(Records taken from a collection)
**********

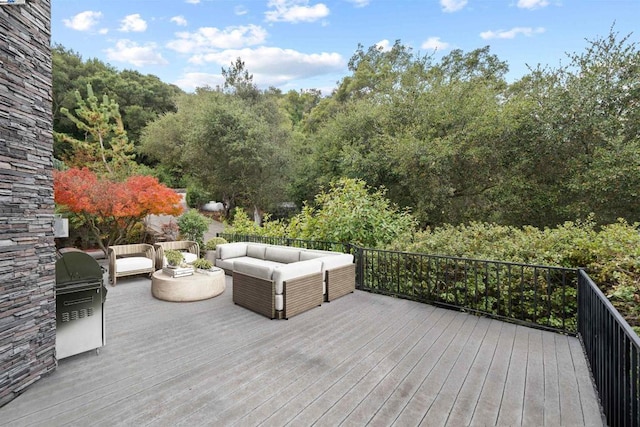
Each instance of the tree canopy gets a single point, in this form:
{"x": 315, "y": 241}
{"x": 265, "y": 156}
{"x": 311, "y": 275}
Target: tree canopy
{"x": 451, "y": 139}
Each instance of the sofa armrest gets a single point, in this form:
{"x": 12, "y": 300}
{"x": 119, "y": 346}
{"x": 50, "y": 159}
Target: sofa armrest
{"x": 340, "y": 281}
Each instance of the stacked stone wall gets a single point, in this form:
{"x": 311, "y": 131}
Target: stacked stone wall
{"x": 27, "y": 250}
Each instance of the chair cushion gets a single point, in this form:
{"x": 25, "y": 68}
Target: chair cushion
{"x": 124, "y": 265}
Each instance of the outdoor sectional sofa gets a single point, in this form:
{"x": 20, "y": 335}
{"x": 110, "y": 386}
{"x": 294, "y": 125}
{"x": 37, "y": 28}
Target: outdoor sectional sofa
{"x": 281, "y": 281}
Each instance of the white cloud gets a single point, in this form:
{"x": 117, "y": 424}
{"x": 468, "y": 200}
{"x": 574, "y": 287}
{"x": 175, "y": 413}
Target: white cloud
{"x": 179, "y": 20}
{"x": 512, "y": 33}
{"x": 275, "y": 66}
{"x": 240, "y": 10}
{"x": 206, "y": 39}
{"x": 83, "y": 21}
{"x": 133, "y": 23}
{"x": 532, "y": 4}
{"x": 434, "y": 43}
{"x": 452, "y": 5}
{"x": 138, "y": 55}
{"x": 384, "y": 45}
{"x": 191, "y": 81}
{"x": 295, "y": 11}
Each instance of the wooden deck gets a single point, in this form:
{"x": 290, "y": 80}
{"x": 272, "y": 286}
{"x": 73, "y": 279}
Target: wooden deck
{"x": 362, "y": 359}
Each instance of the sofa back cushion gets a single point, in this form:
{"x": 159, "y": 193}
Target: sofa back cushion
{"x": 313, "y": 254}
{"x": 256, "y": 250}
{"x": 282, "y": 254}
{"x": 256, "y": 270}
{"x": 231, "y": 250}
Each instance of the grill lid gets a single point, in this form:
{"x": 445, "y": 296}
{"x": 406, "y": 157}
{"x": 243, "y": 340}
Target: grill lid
{"x": 77, "y": 267}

**********

### GOAL:
Please update the listing above by replacing every "Target" with "Label" and changing nothing else, and leave the pictures out of your answer.

### SOLUTION BELOW:
Each instance of the tree canopy gets a single point, in this form:
{"x": 315, "y": 241}
{"x": 265, "y": 156}
{"x": 311, "y": 275}
Label: tree canopy
{"x": 451, "y": 139}
Each instance of the sofa armrest gets a single point, in this form:
{"x": 12, "y": 300}
{"x": 119, "y": 346}
{"x": 50, "y": 159}
Label: sofa armrest
{"x": 340, "y": 281}
Each instance of the stacked stone wall gets a single point, in this form:
{"x": 311, "y": 131}
Label: stacked stone wall
{"x": 27, "y": 250}
Each instance of the chair cushion gets a single point, in this form:
{"x": 25, "y": 68}
Label: chair cushion
{"x": 124, "y": 265}
Each instance of the outdoor sectional sofa gets a single point, in this form:
{"x": 20, "y": 335}
{"x": 110, "y": 386}
{"x": 294, "y": 125}
{"x": 37, "y": 28}
Label: outdoor sectional sofa
{"x": 281, "y": 281}
Each instance of the white cloud gets a single point, in this form:
{"x": 117, "y": 424}
{"x": 468, "y": 200}
{"x": 574, "y": 287}
{"x": 175, "y": 413}
Label: white cloud
{"x": 179, "y": 20}
{"x": 512, "y": 33}
{"x": 275, "y": 66}
{"x": 240, "y": 10}
{"x": 206, "y": 39}
{"x": 83, "y": 21}
{"x": 133, "y": 23}
{"x": 532, "y": 4}
{"x": 434, "y": 43}
{"x": 452, "y": 5}
{"x": 138, "y": 55}
{"x": 384, "y": 45}
{"x": 191, "y": 81}
{"x": 295, "y": 11}
Each instance of the wooden deck gets a single point, in this form:
{"x": 290, "y": 80}
{"x": 272, "y": 286}
{"x": 73, "y": 279}
Label: wooden deck
{"x": 362, "y": 359}
Each instance of the sofa back cushion gets a single point, in this form:
{"x": 159, "y": 193}
Label: sofa back cushion
{"x": 313, "y": 254}
{"x": 256, "y": 250}
{"x": 282, "y": 254}
{"x": 256, "y": 270}
{"x": 231, "y": 250}
Each instance of the grill lid gets a single point, in this form:
{"x": 445, "y": 296}
{"x": 406, "y": 157}
{"x": 243, "y": 340}
Label: grill lid
{"x": 77, "y": 267}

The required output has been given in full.